Written instruction.
Rewrite the part of the records that opens with the line containing "The service SHOULD place a point on the person's leg, one" and closes with the line containing "Query: paddle shaft" as a numbered list, skipping blank lines and leaving out the pictures.

-------- Extracted data --------

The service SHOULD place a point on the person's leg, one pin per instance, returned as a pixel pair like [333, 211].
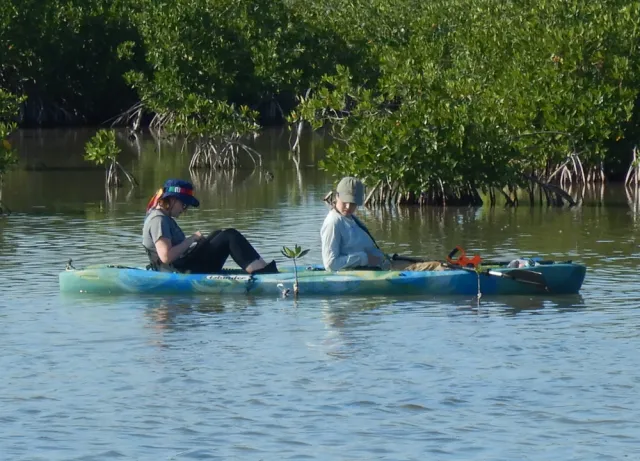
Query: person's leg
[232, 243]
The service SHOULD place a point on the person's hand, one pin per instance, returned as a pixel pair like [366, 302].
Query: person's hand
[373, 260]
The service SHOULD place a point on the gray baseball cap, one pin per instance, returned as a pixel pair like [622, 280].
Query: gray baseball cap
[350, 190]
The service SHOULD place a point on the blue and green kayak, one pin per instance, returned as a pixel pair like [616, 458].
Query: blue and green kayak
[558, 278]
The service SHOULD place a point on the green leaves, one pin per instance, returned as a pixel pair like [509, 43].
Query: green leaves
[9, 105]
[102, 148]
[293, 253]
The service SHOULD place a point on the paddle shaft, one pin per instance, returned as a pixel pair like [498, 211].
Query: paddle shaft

--------
-------- Extracted data --------

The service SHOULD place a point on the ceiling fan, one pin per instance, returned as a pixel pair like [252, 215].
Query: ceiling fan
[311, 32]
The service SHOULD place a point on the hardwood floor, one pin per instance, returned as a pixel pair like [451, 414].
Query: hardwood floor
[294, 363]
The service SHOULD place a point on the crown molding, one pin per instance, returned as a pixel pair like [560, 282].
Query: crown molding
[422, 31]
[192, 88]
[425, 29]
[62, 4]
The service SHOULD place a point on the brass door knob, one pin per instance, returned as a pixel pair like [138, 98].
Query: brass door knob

--------
-------- Extracted data --------

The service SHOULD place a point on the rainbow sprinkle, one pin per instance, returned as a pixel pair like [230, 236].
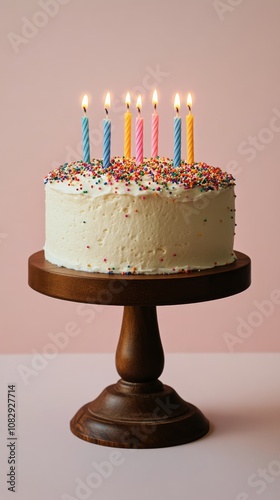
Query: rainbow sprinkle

--------

Response to the task.
1. The service SHOULD place a point on the person's leg, one pin per instance, returned as a pixel pair like [333, 211].
2. Query: person's leg
3. [232, 243]
4. The service SHOULD place a point on the person's hand, one pin per instance, returned as a pixel pair like [366, 302].
5. Query: person's hand
6. [373, 260]
7. The service SHOULD place a point on the gray baseball cap, one pin per instance, returned as a pixel pair like [622, 280].
8. Query: gray baseball cap
9. [350, 190]
10. The service SHOULD place a point on the blue and green kayak, one pin per instance, returned as a pixel pair like [616, 458].
11. Query: blue and green kayak
12. [558, 278]
13. The service SHOULD place a point on the green leaves, one pin per instance, returned as a pixel pair like [509, 43].
14. Query: green leaves
15. [9, 105]
16. [102, 148]
17. [293, 253]
18. The service SHOULD place a point on the paddle shaft, one pin per instance, returned as a pixel pair like [498, 211].
19. Query: paddle shaft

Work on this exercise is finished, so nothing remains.